→ **本文抜粋**:
┄┄┄┄┄┄
【次世代の住まいづくりへ】アメリカの不動産デベロッパー業界の最新トレンド

最近のアメリカ不動産デベロッパー業界では、いくつかの重要なトレンドが見られます。まず、高金利環境が続く中で、投資家は低価格資産再開発プロジェクトに注目しています。特にハイブリッドワークの普及により、オフィスビルの需要が低迷し、空室率が高まる一方、これらの物件を住宅や他の用途に転用する動きが見られます​。また、環境リスクへの対応がますます重視され、エネルギー効率の高い建物やスマートビルディングの導入が進んでいます​。これにより、不動産業界全体が持続可能性と技術革新に向けた変化を求められています。

今回は、そんなアメリカの不動産デベロッパー業界に焦点を当て、最新の業界情報をお届けしていきます!

読了時間の目安:5分

アメリカの不動産デベロッパー業界 業界地図はこちら!
目次

2023年 アメリカの不動産デベロッパー(建設・インフラ・環境)業界

グレイスター 初のモジュール開発であるLTD. SPRING RUNの起工式を発表〜不動産デベロッパー業界動向〜

不動産デベロッパー大手のグレイスターは、同社の「上限家賃制限」を持つ住宅開発ブランドLTDが、モジュール式建設大手企業のモダンリビングソリューション社を利用して、新たにプレハブ式モジュール住宅分譲地Spring Runをペンシルバニア州コラオポリス市に作った。

コストを大幅にカットした施工方法で「州内大都市のピッツバーグ市ダウンタウンまで車で25分の位置にあり、家賃の高騰で苦しむ教師・看護師・消防士などの重要な労働者に、高品質の住宅を手の届く価格で提供できる」と、同社のカスタマーエクスペリエンス・シニアマネージングディレクターのスコット・バーカー氏が述べた。

この分譲住宅はモダンリビングソリューション社で作られた住宅ユニットだけで作られる分譲地で、312戸からなる。ユニットは全米各地に向けて増産されており「従業員を募集しています。ボーナスも出します」と、同社はうれしい悲鳴を上げている。完成は2024年6月を予定している。

出典:https://www.greystar.com/about-greystar/newsroom/greystar-announces-groundbreaking-of-ltd-spring-run

ミルクリークモデラ・リオ・サラドの起工式を発表〜不動産デベロッパー業界動向〜

全米で高級賃貸住宅の開発を専門とする大手不動産デベロッパーのミル・クリーク・レジデンシャルが、アリゾナ州ノーステンピ市に現代建築の最先端技術を使った高級集合住宅地「モデラ・リオ・サラド」の着工を発表した。
┄┄┄┄┄┄
→ **項目の抜粋**:

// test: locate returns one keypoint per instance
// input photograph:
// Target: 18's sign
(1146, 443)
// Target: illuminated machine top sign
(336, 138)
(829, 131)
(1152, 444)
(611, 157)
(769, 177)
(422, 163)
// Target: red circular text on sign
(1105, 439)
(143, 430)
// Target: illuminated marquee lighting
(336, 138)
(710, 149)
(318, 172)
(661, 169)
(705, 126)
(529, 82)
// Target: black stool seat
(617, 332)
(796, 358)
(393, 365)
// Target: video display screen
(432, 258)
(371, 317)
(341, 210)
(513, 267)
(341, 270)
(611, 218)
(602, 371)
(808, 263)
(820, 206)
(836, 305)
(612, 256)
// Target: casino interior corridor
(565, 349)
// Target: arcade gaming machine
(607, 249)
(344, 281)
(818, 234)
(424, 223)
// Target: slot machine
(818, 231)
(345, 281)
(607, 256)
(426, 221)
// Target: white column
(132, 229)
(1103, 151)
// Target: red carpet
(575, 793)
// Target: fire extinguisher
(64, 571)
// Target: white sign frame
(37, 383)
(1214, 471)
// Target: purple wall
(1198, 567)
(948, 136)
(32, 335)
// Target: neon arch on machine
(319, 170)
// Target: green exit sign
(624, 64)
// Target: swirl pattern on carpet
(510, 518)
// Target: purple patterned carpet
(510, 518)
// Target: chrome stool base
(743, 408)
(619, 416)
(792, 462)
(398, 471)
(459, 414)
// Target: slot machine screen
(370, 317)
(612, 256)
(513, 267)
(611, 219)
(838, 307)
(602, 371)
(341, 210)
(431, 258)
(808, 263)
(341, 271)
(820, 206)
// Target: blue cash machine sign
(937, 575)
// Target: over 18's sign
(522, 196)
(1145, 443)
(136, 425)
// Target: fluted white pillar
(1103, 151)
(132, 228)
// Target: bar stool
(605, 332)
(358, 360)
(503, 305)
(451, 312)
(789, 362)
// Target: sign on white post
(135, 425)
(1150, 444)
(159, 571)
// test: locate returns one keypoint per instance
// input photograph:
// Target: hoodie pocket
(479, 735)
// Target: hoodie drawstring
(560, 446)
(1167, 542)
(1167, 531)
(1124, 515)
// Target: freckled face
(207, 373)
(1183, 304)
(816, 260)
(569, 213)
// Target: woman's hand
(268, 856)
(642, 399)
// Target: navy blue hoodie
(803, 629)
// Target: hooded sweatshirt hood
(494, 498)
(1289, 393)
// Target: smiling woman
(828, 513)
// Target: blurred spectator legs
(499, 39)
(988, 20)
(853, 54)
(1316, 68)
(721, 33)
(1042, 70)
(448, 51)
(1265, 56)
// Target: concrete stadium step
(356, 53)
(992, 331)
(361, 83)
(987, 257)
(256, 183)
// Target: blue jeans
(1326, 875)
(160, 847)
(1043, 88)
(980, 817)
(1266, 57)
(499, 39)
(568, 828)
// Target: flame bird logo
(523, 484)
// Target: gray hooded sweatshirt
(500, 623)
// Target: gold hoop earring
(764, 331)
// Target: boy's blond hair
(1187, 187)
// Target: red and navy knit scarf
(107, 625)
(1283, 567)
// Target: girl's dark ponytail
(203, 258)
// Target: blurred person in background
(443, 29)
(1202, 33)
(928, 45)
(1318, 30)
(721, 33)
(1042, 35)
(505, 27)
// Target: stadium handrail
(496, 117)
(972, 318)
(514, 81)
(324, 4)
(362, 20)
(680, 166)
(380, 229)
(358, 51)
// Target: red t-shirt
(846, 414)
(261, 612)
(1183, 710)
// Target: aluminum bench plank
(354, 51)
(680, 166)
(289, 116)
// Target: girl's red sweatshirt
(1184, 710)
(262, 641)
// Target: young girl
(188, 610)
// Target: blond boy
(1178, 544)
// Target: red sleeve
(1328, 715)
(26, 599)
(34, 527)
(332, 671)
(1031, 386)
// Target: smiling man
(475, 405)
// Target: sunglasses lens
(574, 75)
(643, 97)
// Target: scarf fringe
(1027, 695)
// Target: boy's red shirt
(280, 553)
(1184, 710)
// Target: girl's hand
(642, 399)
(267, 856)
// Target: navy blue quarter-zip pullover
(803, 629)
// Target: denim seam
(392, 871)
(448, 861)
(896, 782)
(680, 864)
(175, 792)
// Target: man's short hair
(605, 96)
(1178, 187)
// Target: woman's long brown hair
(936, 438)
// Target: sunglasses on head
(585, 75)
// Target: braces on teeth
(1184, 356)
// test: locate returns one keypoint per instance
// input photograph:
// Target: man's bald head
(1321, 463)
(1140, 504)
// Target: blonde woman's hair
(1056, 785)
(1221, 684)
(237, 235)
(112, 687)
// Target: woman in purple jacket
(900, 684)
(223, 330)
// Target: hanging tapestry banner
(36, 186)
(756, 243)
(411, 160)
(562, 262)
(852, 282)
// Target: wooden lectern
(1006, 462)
┄┄┄┄┄┄
→ **演習問題**:
1 > 本文抜粋の内容を2文で要約しなさい。
2 > 本文抜粋のうち、「出典:https://www」から「モデラ・リオ・サラド」の着工を発表した。」までを、その語句も含めて一字一句そのまま返しなさい。

→ **課題別解答**:
1 > アメリカの不動産デベロッパー業界では、高金利環境の中で投資家が低価格資産の再開発に注目し、ハイブリッドワークの普及で空室が増えたオフィスビルを住宅などに転用する動きや、エネルギー効率の高い建物・スマートビルディングの導入が進んでいる。その動向の例として、グレイスターはペンシルバニア州コラオポリス市で312戸のモジュール住宅分譲地Spring Runの起工式を発表し、ミル・クリーク・レジデンシャルはアリゾナ州ノーステンピ市で高級集合住宅地「モデラ・リオ・サラド」の着工を発表した。

2 >
出典:https://www.greystar.com/about-greystar/newsroom/greystar-announces-groundbreaking-of-ltd-spring-run

ミルクリークモデラ・リオ・サラドの起工式を発表〜不動産デベロッパー業界動向〜

全米で高級賃貸住宅の開発を専門とする大手不動産デベロッパーのミル・クリーク・レジデンシャルが、アリゾナ州ノーステンピ市に現代建築の最先端技術を使った高級集合住宅地「モデラ・リオ・サラド」の着工を発表した。